> WHAT YOU SHOULD DO:
Copy the data that appears below exactly. Drop the pictures.

+ + + + +

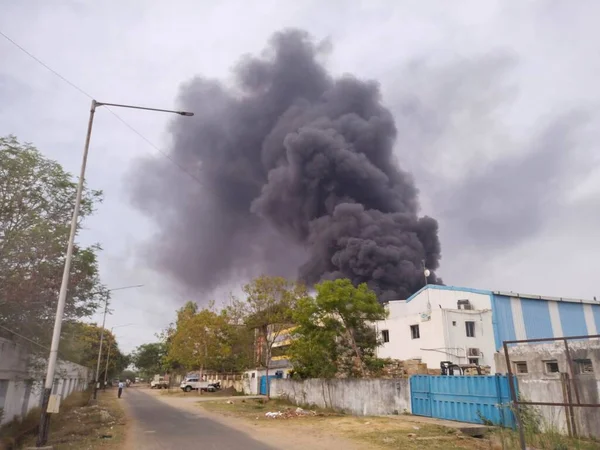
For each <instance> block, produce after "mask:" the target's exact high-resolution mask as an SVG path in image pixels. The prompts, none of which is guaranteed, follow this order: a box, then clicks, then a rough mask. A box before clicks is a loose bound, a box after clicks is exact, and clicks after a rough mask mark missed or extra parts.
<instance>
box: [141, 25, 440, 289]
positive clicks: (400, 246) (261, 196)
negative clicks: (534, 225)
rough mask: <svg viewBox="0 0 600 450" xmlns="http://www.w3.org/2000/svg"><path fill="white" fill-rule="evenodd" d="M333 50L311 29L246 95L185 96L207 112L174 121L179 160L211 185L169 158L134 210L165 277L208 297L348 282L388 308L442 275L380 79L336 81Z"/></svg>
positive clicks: (204, 112) (276, 55)
mask: <svg viewBox="0 0 600 450" xmlns="http://www.w3.org/2000/svg"><path fill="white" fill-rule="evenodd" d="M320 52H321V47H319V45H317V44H315V43H314V42H313V41H312V40H311V39H310V38H309V36H308V35H307V34H306V33H304V32H302V31H295V30H294V31H285V32H281V33H277V34H275V35H274V36H273V37H272V39H271V41H270V45H269V47H268V49H267V51H266V52H265V54H264V55H263V56H262V57H260V58H257V57H247V58H245V59H244V60H242V62H241V63H240V64H239V65H238V67H237V68H236V70H235V73H234V74H235V85H234V87H232V88H230V87H227V86H225V85H223V84H221V83H219V82H217V81H212V80H206V79H202V78H196V79H194V80H192V81H191V82H190V83H188V84H187V85H185V86H184V87H183V89H182V91H181V95H180V99H179V100H180V104H181V107H182V108H184V109H187V110H191V111H194V112H195V114H196V115H195V117H193V118H192V119H187V118H182V119H180V120H178V121H177V122H175V123H174V125H173V127H172V135H173V147H172V154H171V158H172V159H173V160H174V161H176V162H177V164H179V165H180V166H182V167H185V169H186V171H188V172H190V173H192V174H193V175H194V176H195V177H196V178H197V179H198V180H200V182H201V183H195V182H194V181H193V180H191V179H190V177H188V176H187V175H186V174H185V173H183V172H182V171H180V170H177V168H176V167H175V166H174V165H173V164H171V162H169V161H167V160H158V159H157V160H146V161H143V162H142V164H141V165H140V166H138V167H137V171H136V176H135V189H134V201H135V203H136V205H137V206H139V207H140V208H141V209H142V210H143V211H145V212H146V213H148V214H151V215H152V216H153V217H155V218H156V222H157V225H158V230H159V231H158V235H157V237H156V239H155V240H154V241H153V242H152V243H150V250H151V251H150V257H151V261H152V262H153V263H154V264H155V266H156V268H158V269H160V270H162V271H167V272H168V273H169V274H170V275H172V276H173V277H175V278H176V279H178V280H180V281H182V282H183V283H185V284H186V285H187V286H189V287H192V288H195V289H201V290H205V291H209V290H211V289H214V288H215V287H217V286H219V285H220V284H223V283H225V282H227V281H229V280H231V279H232V278H234V277H236V276H253V275H256V274H258V273H263V272H264V273H269V274H281V275H288V276H289V275H297V276H298V277H299V278H301V279H303V280H305V281H306V282H308V283H315V282H318V281H319V280H321V279H325V278H337V277H347V278H350V279H351V280H352V281H353V282H355V283H360V282H367V283H368V284H369V285H370V286H371V287H372V288H374V289H375V290H376V291H377V292H378V294H379V297H380V299H382V300H385V299H390V298H406V297H407V296H408V295H410V294H411V293H413V292H415V291H416V290H417V289H418V288H420V287H421V286H423V284H424V276H423V270H422V261H425V264H426V265H427V267H428V268H429V269H431V270H432V271H433V270H435V269H437V267H438V264H439V259H440V244H439V240H438V236H437V233H438V226H437V222H436V221H435V220H434V219H432V218H429V217H419V216H418V210H419V202H418V198H417V190H416V188H415V185H414V183H413V180H412V178H411V177H410V175H408V174H407V173H405V172H403V171H402V170H401V169H400V168H399V166H398V164H397V163H396V161H395V159H394V155H393V147H394V142H395V138H396V128H395V125H394V120H393V117H392V115H391V113H390V112H389V111H388V110H387V109H386V108H384V107H383V106H382V105H381V98H380V92H379V88H378V85H377V83H374V82H365V81H361V80H358V79H356V78H354V77H352V76H345V77H342V78H339V79H334V78H333V77H332V76H330V75H329V74H328V73H327V71H326V70H325V68H324V67H323V66H322V65H321V64H320V63H319V62H318V57H319V56H320ZM429 282H430V283H437V282H440V280H439V279H438V278H437V277H436V275H435V273H433V272H432V274H431V276H430V277H429Z"/></svg>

+ + + + +

> WRITTEN ANSWER:
For each <instance> block, produce after "mask:" the target's exact high-resolution mask as an SVG path in image pixels. The prompts, none of which is guaranteed, follow this order: a box, then clicks, then a rough mask. A box before clicks is a loose bound, a box after clicks is exact, and clicks after a rough mask mark missed or extra parts.
<instance>
box: [141, 25, 440, 289]
positive clicks: (400, 246) (261, 196)
negative clicks: (534, 225)
rough mask: <svg viewBox="0 0 600 450" xmlns="http://www.w3.org/2000/svg"><path fill="white" fill-rule="evenodd" d="M333 50L311 29L246 95L185 96L207 112L174 121L179 160L211 185L169 158L134 210L165 277L208 297L348 282L388 308L442 275L380 79L336 81Z"/></svg>
positive clicks: (204, 112) (276, 55)
mask: <svg viewBox="0 0 600 450" xmlns="http://www.w3.org/2000/svg"><path fill="white" fill-rule="evenodd" d="M320 52H321V47H319V45H317V44H315V43H314V42H313V41H312V40H311V39H310V38H309V36H308V35H307V34H306V33H304V32H302V31H295V30H294V31H285V32H281V33H277V34H275V35H274V36H273V37H272V39H271V41H270V45H269V47H268V49H267V51H266V52H265V54H264V55H263V56H262V57H260V58H257V57H247V58H245V59H244V60H242V62H241V63H240V64H239V65H238V67H237V68H236V70H235V73H234V74H235V85H234V87H232V88H230V87H227V86H225V85H223V84H221V83H219V82H217V81H212V80H206V79H202V78H196V79H194V80H192V81H191V82H190V83H188V84H187V85H185V86H184V87H183V89H182V91H181V95H180V99H179V100H180V104H181V107H182V108H184V109H187V110H191V111H194V112H195V114H196V115H195V117H193V118H192V119H187V118H182V119H180V120H178V121H177V122H175V123H174V125H173V127H172V135H173V147H172V154H171V158H172V159H173V160H174V161H176V162H177V164H179V165H180V166H182V167H185V169H186V171H188V172H190V173H192V174H193V175H194V176H195V177H196V178H197V179H198V180H200V182H201V183H195V182H194V181H193V180H191V179H190V177H188V176H187V175H186V174H185V173H183V172H182V171H180V170H177V168H176V167H175V166H174V165H173V164H171V162H169V161H167V160H158V159H157V160H146V161H143V162H142V164H141V165H140V166H138V167H137V171H136V176H135V189H134V201H135V203H136V205H137V206H139V207H140V208H141V209H142V210H143V211H145V212H146V213H148V214H151V215H152V216H153V217H155V218H156V222H157V225H158V230H159V231H158V235H157V237H156V239H155V240H154V241H153V242H152V243H150V250H151V251H150V257H151V261H152V262H153V263H154V264H155V266H156V268H158V269H160V270H162V271H167V272H168V273H169V274H170V275H172V276H173V277H175V278H176V279H178V280H180V281H182V282H183V283H185V284H186V285H187V286H189V287H192V288H195V289H201V290H205V291H209V290H211V289H214V288H215V287H217V286H219V285H220V284H223V283H225V282H227V281H229V280H231V279H232V278H234V277H236V276H253V275H256V274H258V273H263V272H264V273H269V274H281V275H288V276H289V275H297V276H298V277H299V278H301V279H303V280H305V281H306V282H308V283H315V282H318V281H319V280H321V279H325V278H337V277H347V278H350V279H351V280H352V281H353V282H355V283H360V282H367V283H368V284H369V285H370V286H371V287H372V288H374V289H375V290H376V291H377V292H378V294H379V297H380V299H382V300H385V299H390V298H406V297H407V296H408V295H410V294H411V293H413V292H415V291H416V290H417V289H418V288H420V287H421V286H423V284H424V276H423V270H422V261H425V264H426V265H427V267H428V268H429V269H431V270H432V271H433V270H435V269H437V267H438V264H439V259H440V244H439V240H438V236H437V233H438V226H437V222H436V221H435V220H434V219H432V218H429V217H419V216H418V210H419V202H418V198H417V190H416V188H415V185H414V183H413V180H412V178H411V177H410V175H408V174H407V173H405V172H403V171H402V170H401V169H400V168H399V166H398V164H397V163H396V161H395V159H394V155H393V147H394V142H395V138H396V128H395V125H394V120H393V117H392V115H391V113H390V112H389V111H388V110H387V109H386V108H384V107H383V106H382V105H381V98H380V92H379V88H378V85H377V83H374V82H365V81H361V80H358V79H356V78H354V77H352V76H345V77H342V78H339V79H334V78H333V77H332V76H330V75H329V74H328V73H327V71H326V70H325V68H324V67H323V66H322V65H321V64H320V63H319V62H318V57H319V56H320ZM429 282H430V283H437V282H440V280H439V279H438V278H437V277H436V275H435V273H433V272H432V274H431V276H430V277H429Z"/></svg>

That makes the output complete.